**Tugas 1**: Tuliskan ulang baris-baris entri ini tanpa diubah, mulai dari baris pertama entri sampai baris yang memuat "Now the green", termasuk baris itu. Jangan tambahkan baris lain.

**Teks Tersedia**:

Mungkin ini yang namanya ada berkah di balik musibah. Di tengah tidak punya pemasukan dan sepi kerjaan, aku bisa mencapai cita-cita yang sudah bertahun-tahun tertahan.

Penciptaan buku Ocehan Kutang tentu terjadi dengan bantuan dan dukungan dari banyak pihak. Orbit Indonesia dan Indie Book Corner membantuku dengan sangat baik untuk urusan penerbitan. Mulai dari pendaftaran ISBN, desain tata letak, hingga percetakan, semua didukung oleh penerbit indie asal Jogja tersebut. Pemasaran pun dibantu dengan sangat baik oleh Toko Budi sebagai bagian penjualan dari penerbit yang sama.

**Data Sumber**:

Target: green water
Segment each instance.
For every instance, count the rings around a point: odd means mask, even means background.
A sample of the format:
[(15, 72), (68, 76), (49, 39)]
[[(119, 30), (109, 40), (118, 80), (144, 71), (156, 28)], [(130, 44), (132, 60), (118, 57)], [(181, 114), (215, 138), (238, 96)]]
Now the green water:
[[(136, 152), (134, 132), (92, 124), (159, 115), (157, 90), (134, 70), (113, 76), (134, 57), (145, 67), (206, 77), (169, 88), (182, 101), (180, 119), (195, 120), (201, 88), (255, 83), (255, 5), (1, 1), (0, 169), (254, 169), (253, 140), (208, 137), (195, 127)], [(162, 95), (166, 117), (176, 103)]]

**Tugas 2**: Ganti "Jogja" dengan "Yogyakarta" di teks tentang buku Ocehan Kutang, lalu tulis lagi bagian yang dimulai dari "Penciptaan buku Ocehan" sampai "penerbit yang sama.".

**Jawaban Lengkap 1**:
Target: green water
Segment each instance.
For every instance, count the rings around a point: odd means mask, even means background.
A sample of the format:
[(15, 72), (68, 76), (49, 39)]
[[(119, 30), (109, 40), (118, 80), (144, 71), (156, 28)], [(130, 44), (132, 60), (118, 57)], [(181, 114), (215, 138), (238, 96)]]
Now the green water:

**Jawaban Lengkap 2**:
Penciptaan buku Ocehan Kutang tentu terjadi dengan bantuan dan dukungan dari banyak pihak. Orbit Indonesia dan Indie Book Corner membantuku dengan sangat baik untuk urusan penerbitan. Mulai dari pendaftaran ISBN, desain tata letak, hingga percetakan, semua didukung oleh penerbit indie asal Yogyakarta tersebut. Pemasaran pun dibantu dengan sangat baik oleh Toko Budi sebagai bagian penjualan dari penerbit yang sama.